Texte -
=-=-=

Une future députée aux idées azymutées


Marjorie Taylor Greene, complotiste QAnon
Marjorie Taylor Greene, fait campagne en Géorgie (USA, 2020). Auteurs : John Bailey/AP/SIPA.

La probable future élue de la Chambre des représentants Marjorie Taylor Greene incarne la montée d’un courant complotiste au sein du Parti républicain. Ce mouvement appelé QAnon imagine une conspiration ourdie par les Démocrates et l’Etat profond américain pour abattre Trump et forger un « nouvel ordre mondial ». Décryptage. 


Selon les résultats publiés mercredi dernier, Marjorie Taylor Greene, une candidate pro-MAGA (Make America great again) a remporté la primaire républicaine pour les prochaines élections de la Chambre des représentants en novembre. Le quatorzième district de Géorgie étant un bastion du Parti républicain, Taylor Greene a de fortes chances d’être élue pour un mandat de deux ans.

La fabrique du complot pédophile

Si cette femme politique est aujourd’hui dans la lumière, c’est qu’elle adhère au mouvement complotiste QAnon. Pendant sa campagne, Taylor Greene s’est revendiquée de cette mouvance qui se répand depuis 2017 sur les réseaux sociaux.  Selon ses adeptes, les États-Unis sont dirigés depuis des décennies par le « Deep state » (l’État profond), une organisation secrète rassemblant de hauts responsables de la fonction publique, les Clinton, les Obama, les Rothschild, George Soros ainsi que des stars d’Hollywood et d’autres membres de l’élite mondialisée. Pour eux, l’Etat profond est un vaste système de réseaux pédophiles internationaux qui vise à créer un nouvel ordre mondial dans lequel les États auraient abandonné leur souveraineté au profit de cette élite « cosmopolite ». Contre cette menace, deux personnes se dressent pour sauver les Etats-Unis et le monde libre : Donald Trump et un certain « Q » qui a signé les premiers messages sur les réseaux sociaux dénonçant un prétendu complot pédophile en octobre 2017.

200 00 fans Facebook

Dans un spot électoral diffusé cet été, Marjorie Taylor Greene déclare que « Q est un patriote (…) C’est l’occasion d’une vie d’éliminer cette cabale mondiale de pédophiles satanistes et je pense que nous avons le président qu’il faut pour ça ». Les analystes du phénomène QAnon constate que la mouvance regroupe plusieurs théories du complot autour desquelles se sont agrégées des centaines de milliers d’internautes aux Etats-Unis et dans le monde entier. Le groupe « Official Q/Qanon » qui vient  d’être supprimé par Facebook, comptait 200 000 fans.

=-=-=

Données fournies -
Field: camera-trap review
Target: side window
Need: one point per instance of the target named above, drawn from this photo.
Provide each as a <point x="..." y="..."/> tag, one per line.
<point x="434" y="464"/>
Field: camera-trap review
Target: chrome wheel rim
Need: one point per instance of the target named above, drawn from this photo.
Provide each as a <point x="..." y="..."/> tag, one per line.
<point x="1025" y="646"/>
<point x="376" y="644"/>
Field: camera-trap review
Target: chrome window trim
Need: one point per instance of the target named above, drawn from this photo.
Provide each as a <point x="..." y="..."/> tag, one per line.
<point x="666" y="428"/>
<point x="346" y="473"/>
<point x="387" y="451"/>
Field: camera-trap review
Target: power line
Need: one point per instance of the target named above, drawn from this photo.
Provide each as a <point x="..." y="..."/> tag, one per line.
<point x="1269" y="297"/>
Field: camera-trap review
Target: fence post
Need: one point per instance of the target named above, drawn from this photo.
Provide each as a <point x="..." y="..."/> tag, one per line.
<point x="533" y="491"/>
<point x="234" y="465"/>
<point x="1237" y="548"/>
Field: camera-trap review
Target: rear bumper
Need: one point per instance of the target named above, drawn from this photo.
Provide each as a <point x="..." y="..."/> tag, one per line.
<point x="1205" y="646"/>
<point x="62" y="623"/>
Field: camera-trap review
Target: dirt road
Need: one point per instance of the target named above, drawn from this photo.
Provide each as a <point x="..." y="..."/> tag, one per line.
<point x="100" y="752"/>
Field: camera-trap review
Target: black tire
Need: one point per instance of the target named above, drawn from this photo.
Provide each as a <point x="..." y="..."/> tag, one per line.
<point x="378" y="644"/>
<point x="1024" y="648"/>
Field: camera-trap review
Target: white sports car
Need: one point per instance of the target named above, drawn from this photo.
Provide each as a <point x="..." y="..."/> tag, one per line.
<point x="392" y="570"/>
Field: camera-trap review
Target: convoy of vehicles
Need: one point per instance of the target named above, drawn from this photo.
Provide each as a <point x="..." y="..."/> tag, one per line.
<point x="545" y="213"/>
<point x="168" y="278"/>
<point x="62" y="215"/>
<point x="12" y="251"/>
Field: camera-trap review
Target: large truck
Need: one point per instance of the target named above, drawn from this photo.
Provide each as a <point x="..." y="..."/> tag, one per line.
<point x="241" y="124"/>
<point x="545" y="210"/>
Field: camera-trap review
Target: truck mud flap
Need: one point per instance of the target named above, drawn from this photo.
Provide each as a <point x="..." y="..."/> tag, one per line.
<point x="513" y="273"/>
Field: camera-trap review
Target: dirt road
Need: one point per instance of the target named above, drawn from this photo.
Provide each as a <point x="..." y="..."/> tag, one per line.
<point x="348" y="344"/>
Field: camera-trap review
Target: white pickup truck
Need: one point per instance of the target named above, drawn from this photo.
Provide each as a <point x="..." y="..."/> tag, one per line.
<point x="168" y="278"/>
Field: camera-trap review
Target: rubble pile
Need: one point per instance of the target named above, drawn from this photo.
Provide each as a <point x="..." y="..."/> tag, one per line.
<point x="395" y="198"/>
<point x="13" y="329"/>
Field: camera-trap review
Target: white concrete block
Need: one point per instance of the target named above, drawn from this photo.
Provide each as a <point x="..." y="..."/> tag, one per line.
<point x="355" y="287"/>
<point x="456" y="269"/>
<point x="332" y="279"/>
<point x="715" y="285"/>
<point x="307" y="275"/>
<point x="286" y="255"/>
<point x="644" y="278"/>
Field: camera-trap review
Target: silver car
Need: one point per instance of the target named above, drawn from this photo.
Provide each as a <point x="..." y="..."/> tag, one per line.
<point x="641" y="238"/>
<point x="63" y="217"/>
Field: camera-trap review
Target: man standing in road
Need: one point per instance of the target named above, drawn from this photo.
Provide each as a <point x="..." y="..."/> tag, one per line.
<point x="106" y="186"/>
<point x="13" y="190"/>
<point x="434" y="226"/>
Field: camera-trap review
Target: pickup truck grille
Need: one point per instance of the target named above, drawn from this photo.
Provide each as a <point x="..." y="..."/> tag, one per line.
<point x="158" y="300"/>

=-=-=

Consignes -
- 1) D'après le texte, dans quel district Marjorie Taylor Greene a-t-elle remporté la primaire républicaine ?
- 2) Restituez à l'identique le passage du texte compris entre « La probable future » et « de deux ans. », ces deux bornes incluses.

Corrigés par consigne -
- 1) Le quatorzième district de Géorgie.

- 2)
La probable future élue de la Chambre des représentants Marjorie Taylor Greene incarne la montée d’un courant complotiste au sein du Parti républicain. Ce mouvement appelé QAnon imagine une conspiration ourdie par les Démocrates et l’Etat profond américain pour abattre Trump et forger un « nouvel ordre mondial ». Décryptage. 


Selon les résultats publiés mercredi dernier, Marjorie Taylor Greene, une candidate pro-MAGA (Make America great again) a remporté la primaire républicaine pour les prochaines élections de la Chambre des représentants en novembre. Le quatorzième district de Géorgie étant un bastion du Parti républicain, Taylor Greene a de fortes chances d’être élue pour un mandat de deux ans.